Swap every "service" in the rows below for "API" and reproduce the rows with nothing else changed.

··· Provided material ···

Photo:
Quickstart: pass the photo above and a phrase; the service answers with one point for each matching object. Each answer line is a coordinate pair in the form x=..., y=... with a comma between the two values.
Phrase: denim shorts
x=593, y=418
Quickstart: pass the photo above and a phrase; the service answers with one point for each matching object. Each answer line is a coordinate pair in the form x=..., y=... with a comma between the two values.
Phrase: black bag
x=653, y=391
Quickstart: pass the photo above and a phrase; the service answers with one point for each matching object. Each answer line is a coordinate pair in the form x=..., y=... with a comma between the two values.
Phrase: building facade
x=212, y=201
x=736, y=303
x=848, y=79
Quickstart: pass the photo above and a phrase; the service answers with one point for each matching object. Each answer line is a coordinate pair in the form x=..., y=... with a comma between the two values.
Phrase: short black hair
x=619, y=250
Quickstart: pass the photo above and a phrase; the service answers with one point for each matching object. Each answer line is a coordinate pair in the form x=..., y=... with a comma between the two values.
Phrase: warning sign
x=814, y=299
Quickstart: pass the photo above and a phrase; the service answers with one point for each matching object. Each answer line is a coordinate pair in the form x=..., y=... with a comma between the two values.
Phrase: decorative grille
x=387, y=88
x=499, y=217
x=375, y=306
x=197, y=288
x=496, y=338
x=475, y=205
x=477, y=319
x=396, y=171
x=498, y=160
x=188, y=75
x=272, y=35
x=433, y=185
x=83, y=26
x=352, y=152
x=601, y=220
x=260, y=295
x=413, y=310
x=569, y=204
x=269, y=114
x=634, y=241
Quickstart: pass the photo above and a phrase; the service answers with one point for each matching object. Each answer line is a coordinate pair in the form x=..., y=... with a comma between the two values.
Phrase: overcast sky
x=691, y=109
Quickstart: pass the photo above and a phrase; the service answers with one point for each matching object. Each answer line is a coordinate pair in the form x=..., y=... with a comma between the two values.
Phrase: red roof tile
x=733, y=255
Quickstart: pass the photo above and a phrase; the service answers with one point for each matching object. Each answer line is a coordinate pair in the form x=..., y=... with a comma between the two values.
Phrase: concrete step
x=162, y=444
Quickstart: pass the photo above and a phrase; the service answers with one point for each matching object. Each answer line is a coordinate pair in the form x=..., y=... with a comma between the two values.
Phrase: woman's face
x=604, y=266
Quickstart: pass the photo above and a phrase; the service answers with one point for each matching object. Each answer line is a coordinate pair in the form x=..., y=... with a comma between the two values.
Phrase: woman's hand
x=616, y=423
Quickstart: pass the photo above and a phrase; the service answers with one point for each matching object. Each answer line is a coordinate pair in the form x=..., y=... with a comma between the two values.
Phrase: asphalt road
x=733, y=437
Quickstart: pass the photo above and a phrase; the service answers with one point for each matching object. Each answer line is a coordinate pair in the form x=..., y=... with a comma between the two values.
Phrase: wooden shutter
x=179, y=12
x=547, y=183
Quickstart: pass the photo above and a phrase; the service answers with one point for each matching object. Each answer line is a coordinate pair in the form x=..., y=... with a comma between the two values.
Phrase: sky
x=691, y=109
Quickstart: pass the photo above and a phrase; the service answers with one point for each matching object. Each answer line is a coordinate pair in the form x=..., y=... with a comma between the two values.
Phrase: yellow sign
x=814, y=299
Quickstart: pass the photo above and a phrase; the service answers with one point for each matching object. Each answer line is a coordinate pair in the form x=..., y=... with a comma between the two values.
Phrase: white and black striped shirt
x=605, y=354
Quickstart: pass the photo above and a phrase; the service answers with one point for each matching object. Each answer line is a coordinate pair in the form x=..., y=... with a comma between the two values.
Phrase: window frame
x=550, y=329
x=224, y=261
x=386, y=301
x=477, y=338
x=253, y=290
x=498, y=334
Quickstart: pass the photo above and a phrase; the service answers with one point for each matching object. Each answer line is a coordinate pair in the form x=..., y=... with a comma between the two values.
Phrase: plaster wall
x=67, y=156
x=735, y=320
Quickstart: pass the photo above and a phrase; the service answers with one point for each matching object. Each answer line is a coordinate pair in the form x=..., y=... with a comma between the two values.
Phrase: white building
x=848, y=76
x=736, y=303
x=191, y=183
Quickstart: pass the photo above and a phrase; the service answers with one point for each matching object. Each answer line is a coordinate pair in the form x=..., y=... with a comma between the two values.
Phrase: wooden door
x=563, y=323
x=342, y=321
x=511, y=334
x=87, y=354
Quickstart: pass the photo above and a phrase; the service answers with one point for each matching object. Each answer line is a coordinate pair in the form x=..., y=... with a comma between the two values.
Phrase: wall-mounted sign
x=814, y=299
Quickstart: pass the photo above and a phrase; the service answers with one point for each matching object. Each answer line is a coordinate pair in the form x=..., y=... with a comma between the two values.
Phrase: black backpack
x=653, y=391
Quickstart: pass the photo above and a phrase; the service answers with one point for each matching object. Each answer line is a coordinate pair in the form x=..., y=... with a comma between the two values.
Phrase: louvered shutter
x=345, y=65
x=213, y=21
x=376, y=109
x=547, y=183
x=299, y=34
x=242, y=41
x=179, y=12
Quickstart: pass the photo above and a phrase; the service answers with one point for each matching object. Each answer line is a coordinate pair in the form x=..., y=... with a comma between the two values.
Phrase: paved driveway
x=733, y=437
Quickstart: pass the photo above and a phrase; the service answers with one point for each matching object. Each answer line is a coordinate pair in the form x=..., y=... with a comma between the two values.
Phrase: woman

···

• [Exercise output]:
Photo:
Quickstart: pass the photo above and a phrase; the API answers with one point for each matching object. Each answer line is a coordinate pair in the form x=..., y=... with a comma between the two values.
Phrase: denim shorts
x=593, y=418
Quickstart: pass the photo above and a phrase; the API answers with one point for each matching object. Each answer line is a coordinate pair in the form x=..., y=... with a comma between the two values.
Phrase: black bag
x=653, y=391
Quickstart: pass the photo above and a phrase; the API answers with one point for each matching object. Each answer line is a coordinate pair in the form x=..., y=... with a comma between the two values.
Phrase: building facade
x=212, y=201
x=736, y=303
x=848, y=79
Quickstart: pass the photo above and a phrase; the API answers with one point for each matching object. Each answer line is a coordinate pair in the form x=..., y=... with a comma between the two values.
Phrase: short black hair
x=619, y=250
Quickstart: pass the photo above and a phrase; the API answers with one point for each matching object. Each answer line is a coordinate pair in the form x=..., y=... with a comma between the two values.
Phrase: warning sign
x=814, y=299
Quickstart: pass the photo above and a phrase; the API answers with one point for each matching object. Each answer line is a coordinate pair in the form x=..., y=... with a comma between the two values.
Phrase: decorative grille
x=387, y=88
x=499, y=217
x=375, y=306
x=197, y=288
x=496, y=338
x=475, y=205
x=477, y=319
x=396, y=171
x=498, y=160
x=188, y=75
x=272, y=35
x=433, y=185
x=83, y=26
x=352, y=152
x=601, y=220
x=260, y=295
x=413, y=310
x=569, y=204
x=269, y=114
x=634, y=241
Quickstart: pass the photo above and a phrase; the API answers with one point for each matching object. Each answer line is a coordinate pair in the form x=..., y=... with a comma between the two values.
Phrase: overcast sky
x=691, y=109
Quickstart: pass the photo above and a phrase; the API answers with one point for each matching object. Each answer line is a coordinate pair in the form x=..., y=... with a comma between the two values.
Phrase: red roof tile
x=733, y=255
Quickstart: pass the photo above and a phrase; the API answers with one point for each matching object. Each answer line is a coordinate pair in the form x=..., y=... with a comma between the two values.
Phrase: concrete step
x=162, y=444
Quickstart: pass the photo above and a phrase; the API answers with one point for each matching object. Each answer line is a coordinate pair in the form x=..., y=... with a comma between the two values.
Phrase: woman's face
x=604, y=266
Quickstart: pass the photo above and a phrase; the API answers with one point for each matching object. Each answer line is a coordinate pair in the form x=..., y=... with a comma between the two values.
Phrase: woman's hand
x=616, y=423
Quickstart: pass the photo above and a phrase; the API answers with one point for each matching object. Each answer line is a coordinate pair in the form x=..., y=... with a comma between the two values.
Phrase: asphalt road
x=733, y=437
Quickstart: pass the photo above and a phrase; the API answers with one point for each matching object. Each answer line is a coordinate pair in the form x=..., y=... with a comma between the two values.
Phrase: wooden shutter
x=179, y=12
x=547, y=183
Quickstart: pass the photo above and a phrase; the API answers with one point for each matching object. Each answer line is a coordinate pair in the form x=..., y=... with a comma between the two values.
Phrase: sky
x=691, y=109
Quickstart: pass the photo above and a phrase; the API answers with one point for each matching object. Each answer line is a coordinate pair in the form x=..., y=... with a comma between the two values.
Phrase: yellow sign
x=814, y=299
Quickstart: pass the photo above and a phrase; the API answers with one point for each matching object. Each answer line is a coordinate pair in the form x=..., y=... with a comma between the two values.
Phrase: white and black striped shirt
x=605, y=354
Quickstart: pass the photo above and a phrase; the API answers with one point for each matching object. Each answer line is a coordinate pair in the form x=..., y=... with a comma between the two values.
Phrase: window frame
x=550, y=329
x=224, y=261
x=386, y=301
x=477, y=338
x=253, y=290
x=498, y=334
Quickstart: pass the photo above and a phrase; the API answers with one point for each matching object. Each answer line is a coordinate pair in the form x=..., y=... with a comma between the two values.
Phrase: plaster wall
x=67, y=156
x=735, y=320
Quickstart: pass the photo above and a phrase; the API answers with one point for each matching object. Each answer line is a coordinate pair in the form x=..., y=... with a comma between the two values.
Phrase: white building
x=848, y=76
x=736, y=303
x=191, y=183
Quickstart: pass the photo above and a phrase; the API answers with one point for each matching object. Each answer line is a coordinate pair in the form x=..., y=... with a comma between the two values.
Phrase: wooden door
x=563, y=323
x=342, y=321
x=511, y=334
x=87, y=354
Quickstart: pass the photo above and a phrase; the API answers with one point for each matching object. Each answer line is a coordinate pair in the form x=..., y=... with a comma between the two values.
Phrase: wall-mounted sign
x=814, y=299
Quickstart: pass the photo above and a phrase; the API answers with one point for each matching object. Each answer line is a coordinate pair in the form x=..., y=... with a comma between the two values.
Phrase: black backpack
x=653, y=391
Quickstart: pass the photo above and a phrase; the API answers with one point for each matching object. Each answer line is a coordinate pair in the form x=..., y=... with a comma between the two values.
Phrase: louvered shutter
x=345, y=65
x=213, y=21
x=376, y=109
x=547, y=183
x=299, y=34
x=242, y=41
x=179, y=12
Quickstart: pass the photo above and a phrase; the API answers with one point for each matching object. Each answer line is a coordinate pair in the form x=..., y=... with a comma between the two values.
Phrase: paved driveway
x=733, y=437
Quickstart: pass the photo above and a phrase; the API answers with one point for each matching object. Each answer line is a coordinate pair in the form x=..., y=... with a comma between the two values.
Phrase: woman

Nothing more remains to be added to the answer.